Le 14 avril, Cargill a temporairement supprimé un quart de travail et licencié 1 000 travailleurs, ont rapporté les TUAC. Plusieurs jours plus tard, toute activité a été suspendue sur le « plancher de mise à mort » tandis que le boeuf continuait d'être transformé. L'usine traite normalement environ 4 000 têtes de bétail par jour et est l'un des deux principaux fournisseurs de boeuf de McDonald's Canada.

Bien que les travailleurs et leur syndicat aient été très actifs pour revendiquer ce qui doit être fait, ni Cargill ni le gouvernement de l'Alberta n'ont assumé la moindre responsabilité quant aux conséquences de leurs décisions de refuser d'accepter les décisions éclairées des travailleurs sur ce qui était nécessaire. Cela dément les affirmations selon lesquelles « nous sommes tous dans le même bateau ».

Depuis le début, le ministre de l'Agriculture de l'Alberta, Devin Dreeshen, a soutenu que les agences gouvernementales avaient travaillé pour garder les services essentiels ouverts « et pour s'assurer que les protocoles soient en place en cas de maladie des travailleurs » et a dit qu'il est convaincu que l'usine est sécuritaire. Il a répété l'affirmation selon laquelle l'usine est « sécuritaire » lors d'une téléconférence avec les travailleurs le 18 avril.

Les autorités tentent maintenant de détourner l'attention des problèmes soulevés en ce qui a trait aux conditions de travail et blâment plutôt les travailleurs et leurs conditions de vie, suggérant que la propagation ne s'est pas passée au travail mais dans le covoiturage et les ménages où il est impossible de s'isoler à cause des conditions de vie exiguës. Elles insinuent ainsi que leur logement n'a aucun rapport avec les bas salaires des travailleurs et essaient de masquer que Cargill est en fait responsable de l'organisation du logement pour les travailleurs étrangers temporaires qui travaillent pour lui.

Les travailleurs et leur syndicat ont à plusieurs reprises dénoncé cette mascarade comme étant frauduleuse. Les conditions dans l'usine rendent la distanciation sociale impossible car les travailleurs sont « coude à coude » sur la ligne de production. Les travailleurs ont déclaré à la CBC qu'ils avaient subi des pressions pour retourner au travail après avoir été déclarés positifs. De plus, Cargill a ajouté des primes et des augmentations de salaire horaire, auxquelles les travailleurs n'étaient admissibles que s'ils étaient présents à chaque quart de travail. Punir ceux qui tombent malades avec la COVID-19 ou qui se conforment aux mesures d'isolement est méprisable au plus haut point.

__Extraits de données__:
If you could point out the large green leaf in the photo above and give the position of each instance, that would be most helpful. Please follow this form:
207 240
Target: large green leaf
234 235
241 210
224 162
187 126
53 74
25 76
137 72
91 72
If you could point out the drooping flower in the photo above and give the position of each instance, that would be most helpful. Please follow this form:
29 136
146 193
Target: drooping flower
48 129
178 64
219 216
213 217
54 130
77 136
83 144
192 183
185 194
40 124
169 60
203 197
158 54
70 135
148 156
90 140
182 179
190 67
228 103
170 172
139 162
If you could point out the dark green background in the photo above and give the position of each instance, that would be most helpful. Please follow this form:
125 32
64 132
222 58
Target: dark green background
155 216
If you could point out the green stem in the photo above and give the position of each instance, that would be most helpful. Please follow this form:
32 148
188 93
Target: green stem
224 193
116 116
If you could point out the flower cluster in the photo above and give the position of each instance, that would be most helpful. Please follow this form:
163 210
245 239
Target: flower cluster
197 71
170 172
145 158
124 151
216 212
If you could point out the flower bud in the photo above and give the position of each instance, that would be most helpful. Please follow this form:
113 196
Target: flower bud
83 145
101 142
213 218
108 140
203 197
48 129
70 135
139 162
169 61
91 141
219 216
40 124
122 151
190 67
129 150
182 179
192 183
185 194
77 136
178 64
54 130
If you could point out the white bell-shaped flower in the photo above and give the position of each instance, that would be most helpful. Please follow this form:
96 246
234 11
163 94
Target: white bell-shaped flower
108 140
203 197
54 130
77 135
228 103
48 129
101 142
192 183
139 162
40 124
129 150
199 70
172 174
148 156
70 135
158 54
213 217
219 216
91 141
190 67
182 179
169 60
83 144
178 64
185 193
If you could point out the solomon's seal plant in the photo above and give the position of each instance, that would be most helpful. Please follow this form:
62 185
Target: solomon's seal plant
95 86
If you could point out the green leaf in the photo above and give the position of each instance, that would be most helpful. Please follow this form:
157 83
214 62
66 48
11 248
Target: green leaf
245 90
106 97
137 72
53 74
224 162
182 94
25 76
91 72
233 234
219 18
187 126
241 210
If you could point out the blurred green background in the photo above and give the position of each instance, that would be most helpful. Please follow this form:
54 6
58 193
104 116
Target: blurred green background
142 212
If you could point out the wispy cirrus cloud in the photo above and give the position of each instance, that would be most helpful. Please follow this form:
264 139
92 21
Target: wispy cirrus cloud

__Consigne__:
Recopiez mot pour mot, dans l'extrait sur l'usine Cargill, tout ce qui va de « Depuis le début, le » jusqu'à « travailleurs le 18 avril. ».

__Réponse attendue__:
Depuis le début, le ministre de l'Agriculture de l'Alberta, Devin Dreeshen, a soutenu que les agences gouvernementales avaient travaillé pour garder les services essentiels ouverts « et pour s'assurer que les protocoles soient en place en cas de maladie des travailleurs » et a dit qu'il est convaincu que l'usine est sécuritaire. Il a répété l'affirmation selon laquelle l'usine est « sécuritaire » lors d'une téléconférence avec les travailleurs le 18 avril.